▶ **What is required**:
All of the data that follows should be given again exactly, without its images.

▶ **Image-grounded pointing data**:

★ ★ ★

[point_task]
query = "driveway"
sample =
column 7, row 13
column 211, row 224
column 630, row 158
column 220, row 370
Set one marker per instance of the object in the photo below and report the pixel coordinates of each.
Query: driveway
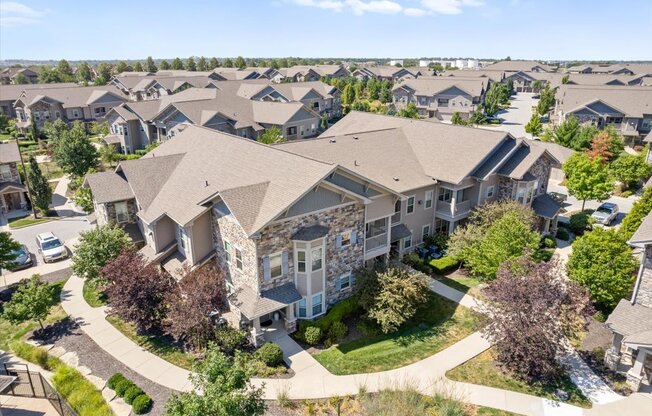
column 517, row 115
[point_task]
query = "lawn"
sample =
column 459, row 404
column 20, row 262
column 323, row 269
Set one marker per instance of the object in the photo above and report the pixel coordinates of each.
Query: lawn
column 27, row 221
column 482, row 370
column 437, row 325
column 92, row 295
column 156, row 345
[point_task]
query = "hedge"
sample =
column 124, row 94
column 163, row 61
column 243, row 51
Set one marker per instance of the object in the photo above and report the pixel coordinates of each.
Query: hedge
column 444, row 264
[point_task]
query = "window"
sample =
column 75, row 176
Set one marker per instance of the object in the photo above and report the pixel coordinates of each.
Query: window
column 445, row 194
column 238, row 259
column 428, row 202
column 276, row 265
column 316, row 257
column 121, row 212
column 345, row 281
column 317, row 304
column 302, row 308
column 410, row 205
column 301, row 261
column 425, row 232
column 227, row 251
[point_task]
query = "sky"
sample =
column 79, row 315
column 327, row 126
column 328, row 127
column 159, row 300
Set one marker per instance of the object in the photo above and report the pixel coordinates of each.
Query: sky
column 135, row 29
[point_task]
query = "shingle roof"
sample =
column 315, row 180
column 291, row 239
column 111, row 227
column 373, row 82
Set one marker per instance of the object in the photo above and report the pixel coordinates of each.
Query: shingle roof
column 108, row 187
column 9, row 152
column 632, row 321
column 633, row 101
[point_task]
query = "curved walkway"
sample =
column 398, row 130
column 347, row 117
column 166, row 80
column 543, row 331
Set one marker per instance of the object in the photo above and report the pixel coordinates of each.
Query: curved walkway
column 312, row 381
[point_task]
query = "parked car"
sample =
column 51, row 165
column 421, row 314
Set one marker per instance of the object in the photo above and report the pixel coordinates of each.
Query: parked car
column 605, row 214
column 50, row 247
column 22, row 259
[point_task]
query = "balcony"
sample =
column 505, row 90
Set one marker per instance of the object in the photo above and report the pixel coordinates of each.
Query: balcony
column 449, row 209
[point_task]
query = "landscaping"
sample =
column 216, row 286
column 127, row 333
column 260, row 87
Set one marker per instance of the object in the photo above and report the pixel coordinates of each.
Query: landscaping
column 437, row 324
column 484, row 370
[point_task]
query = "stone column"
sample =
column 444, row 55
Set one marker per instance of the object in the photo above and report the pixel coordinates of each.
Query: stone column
column 635, row 374
column 612, row 356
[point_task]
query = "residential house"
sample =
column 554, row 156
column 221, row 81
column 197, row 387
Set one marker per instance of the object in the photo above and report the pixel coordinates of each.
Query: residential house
column 86, row 104
column 12, row 191
column 11, row 92
column 627, row 108
column 443, row 171
column 441, row 97
column 287, row 231
column 8, row 75
column 631, row 321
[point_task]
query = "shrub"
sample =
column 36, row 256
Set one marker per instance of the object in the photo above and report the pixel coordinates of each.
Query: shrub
column 337, row 331
column 230, row 339
column 444, row 264
column 313, row 335
column 131, row 393
column 271, row 354
column 562, row 234
column 579, row 223
column 122, row 386
column 114, row 379
column 141, row 404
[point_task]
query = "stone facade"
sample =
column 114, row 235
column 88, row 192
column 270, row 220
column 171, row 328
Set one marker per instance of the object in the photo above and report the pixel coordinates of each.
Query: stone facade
column 277, row 237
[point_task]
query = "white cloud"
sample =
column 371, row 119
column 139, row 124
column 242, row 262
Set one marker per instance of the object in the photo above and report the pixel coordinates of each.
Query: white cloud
column 360, row 7
column 18, row 14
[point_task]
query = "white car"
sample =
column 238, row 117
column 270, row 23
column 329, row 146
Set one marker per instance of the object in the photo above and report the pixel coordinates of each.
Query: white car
column 50, row 247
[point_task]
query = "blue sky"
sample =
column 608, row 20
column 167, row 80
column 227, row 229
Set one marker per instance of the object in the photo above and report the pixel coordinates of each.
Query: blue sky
column 526, row 29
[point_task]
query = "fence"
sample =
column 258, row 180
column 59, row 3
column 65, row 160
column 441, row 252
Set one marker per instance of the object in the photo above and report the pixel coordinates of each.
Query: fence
column 33, row 384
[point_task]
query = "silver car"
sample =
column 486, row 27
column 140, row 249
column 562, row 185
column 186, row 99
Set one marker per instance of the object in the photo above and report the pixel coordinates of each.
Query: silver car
column 605, row 214
column 50, row 247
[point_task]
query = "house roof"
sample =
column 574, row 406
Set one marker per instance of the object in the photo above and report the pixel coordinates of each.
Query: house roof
column 9, row 152
column 634, row 321
column 108, row 187
column 401, row 154
column 632, row 100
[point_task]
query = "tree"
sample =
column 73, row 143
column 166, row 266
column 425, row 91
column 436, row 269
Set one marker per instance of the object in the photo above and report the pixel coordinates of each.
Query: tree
column 150, row 65
column 221, row 388
column 587, row 179
column 190, row 64
column 31, row 301
column 7, row 248
column 20, row 79
column 199, row 293
column 73, row 152
column 534, row 125
column 397, row 296
column 137, row 290
column 602, row 261
column 84, row 74
column 177, row 64
column 629, row 169
column 640, row 210
column 271, row 135
column 533, row 309
column 410, row 111
column 39, row 187
column 96, row 248
column 202, row 65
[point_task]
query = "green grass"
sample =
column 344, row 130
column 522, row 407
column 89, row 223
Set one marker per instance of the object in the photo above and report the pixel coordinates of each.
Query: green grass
column 447, row 323
column 12, row 332
column 27, row 221
column 93, row 295
column 482, row 370
column 153, row 344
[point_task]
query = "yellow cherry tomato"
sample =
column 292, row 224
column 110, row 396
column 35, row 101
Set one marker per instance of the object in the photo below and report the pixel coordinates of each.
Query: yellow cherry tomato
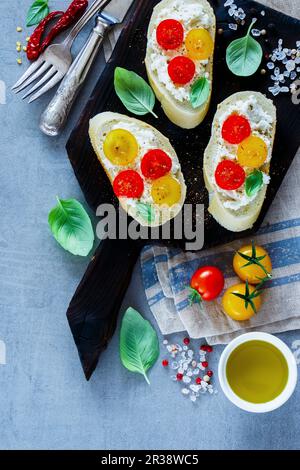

★ ★ ★

▶ **Written answer**:
[point_task]
query = "driveway"
sample =
column 7, row 13
column 211, row 224
column 630, row 158
column 220, row 370
Set one marker per instance of the object in the photo below and report the pixel coordinates of each.
Query: driveway
column 517, row 115
[point_task]
query = "lawn"
sample =
column 459, row 404
column 20, row 262
column 323, row 269
Set one marker per instance of the object in the photo above and report the pixel coordinates of each.
Query: lawn
column 27, row 221
column 482, row 370
column 437, row 325
column 92, row 295
column 156, row 345
[point_task]
query = "hedge"
sample =
column 124, row 94
column 163, row 61
column 243, row 51
Set one marker per instance of the object in the photo above and report the pixel coordinates of each.
Query: hedge
column 444, row 264
[point_task]
query = "window"
sample =
column 75, row 176
Set one marker per instance of the object in the photo above and report the pixel coordinates of each.
Query: window
column 445, row 194
column 238, row 259
column 428, row 202
column 276, row 265
column 316, row 257
column 121, row 212
column 345, row 281
column 317, row 304
column 302, row 308
column 410, row 205
column 301, row 261
column 425, row 232
column 227, row 251
[point_task]
query = "sky"
sample =
column 79, row 315
column 327, row 126
column 328, row 127
column 159, row 300
Set one marker per instance of the object in the photo above and report the pixel coordinates of each.
Query: sky
column 135, row 29
[point_task]
query = "shingle roof"
sample =
column 315, row 180
column 291, row 239
column 111, row 227
column 373, row 82
Set one marker per instance of the object in the photo above and report the pixel coordinates of each.
Query: shingle roof
column 108, row 187
column 9, row 152
column 632, row 321
column 633, row 101
[point_task]
query = "curved walkway"
sample =
column 398, row 130
column 347, row 117
column 166, row 80
column 543, row 331
Set one marker per instance of the object in the photo above and report the pixel coordinates of each.
Query: curved walkway
column 312, row 381
[point_task]
query = "parked car"
sample =
column 51, row 165
column 421, row 314
Set one marker per instance of the object in the photo above and report the pixel coordinates of each.
Query: parked car
column 605, row 214
column 50, row 247
column 22, row 259
[point_task]
query = "balcony"
sample =
column 505, row 90
Set one marker per instance of the object in the photo above and report the pixel coordinates of each.
Query: balcony
column 449, row 209
[point_task]
query = "landscaping"
sample =
column 216, row 286
column 127, row 333
column 260, row 87
Set one marker per instance of the object in the photo above and report the pixel coordinates of each.
Query: landscaping
column 437, row 324
column 484, row 370
[point_task]
query = "stone column"
sample =
column 444, row 55
Set one marker per instance of the object in the photo above and report the pixel coordinates of each.
Query: stone column
column 635, row 374
column 612, row 356
[point_task]
query = "residential house"
sample =
column 554, row 156
column 221, row 81
column 197, row 387
Set one marker per instance of the object in the photo above and report the pixel coordinates of each.
Query: residential house
column 86, row 104
column 12, row 191
column 11, row 92
column 627, row 108
column 443, row 171
column 441, row 97
column 287, row 231
column 8, row 75
column 631, row 321
[point_task]
query = "shrub"
sample =
column 36, row 256
Set one marker per instance of the object in the photo above and report the pixel coordinates of each.
Query: shrub
column 337, row 331
column 230, row 339
column 444, row 264
column 313, row 335
column 131, row 393
column 271, row 354
column 562, row 234
column 579, row 223
column 122, row 386
column 114, row 379
column 141, row 404
[point_task]
query = "stone facade"
sample =
column 114, row 235
column 88, row 192
column 270, row 220
column 171, row 328
Set one marker per instance of the object in the photo above and report the pixel coordinates of each.
Query: stone facade
column 277, row 237
[point_task]
query = "white cloud"
sample =
column 371, row 119
column 139, row 124
column 242, row 262
Set one marker per instance of the object in the photo above and report the pixel coordinates of each.
Query: white cloud
column 360, row 7
column 18, row 14
[point_task]
query = "white car"
sample =
column 238, row 117
column 270, row 23
column 329, row 146
Set one marker per instance of the object in the photo above and report the pixel coordinates of each.
Query: white car
column 50, row 247
[point_task]
query = "blue sky"
sample =
column 608, row 20
column 167, row 80
column 227, row 229
Set one marker per instance of the object in the photo above and report the pixel coordinates of each.
Query: blue sky
column 526, row 29
[point_task]
query = "fence"
sample =
column 258, row 180
column 59, row 3
column 65, row 160
column 441, row 252
Set one marker per instance of the object in the photo above and report the pixel coordinates of each.
Query: fence
column 33, row 384
[point_task]
query = "silver car"
sample =
column 486, row 27
column 140, row 249
column 562, row 185
column 186, row 99
Set one marker per instance of the object in the photo above and report the pixel coordinates of each.
Query: silver car
column 605, row 214
column 50, row 247
[point_task]
query = "house roof"
sample =
column 574, row 406
Set one marker per instance of the object in the photo above and report the pixel coordinates of each.
Query: house roof
column 9, row 152
column 634, row 321
column 108, row 187
column 401, row 154
column 632, row 100
[point_task]
query = "tree"
sample =
column 73, row 143
column 166, row 266
column 425, row 91
column 436, row 269
Set one marker per instance of the object in the photo above and report the pixel coordinates of each.
Query: tree
column 150, row 65
column 221, row 388
column 587, row 179
column 190, row 64
column 31, row 301
column 7, row 248
column 20, row 79
column 199, row 293
column 73, row 152
column 534, row 125
column 397, row 296
column 137, row 290
column 602, row 261
column 84, row 74
column 177, row 64
column 629, row 169
column 640, row 210
column 271, row 135
column 533, row 309
column 410, row 111
column 39, row 187
column 96, row 248
column 202, row 65
[point_task]
query = "green grass"
sample =
column 344, row 130
column 522, row 407
column 89, row 223
Set one marker per instance of the object in the photo above and report the pixel coordinates of each.
Query: green grass
column 447, row 323
column 12, row 332
column 27, row 221
column 93, row 295
column 482, row 370
column 153, row 344
[point_task]
query = "yellow cherry tomato"
sample =
column 292, row 224
column 110, row 396
column 35, row 101
Set one marker per instance of the object in the photo below and report the pixel coordinates of each.
Query: yellow cherry tomato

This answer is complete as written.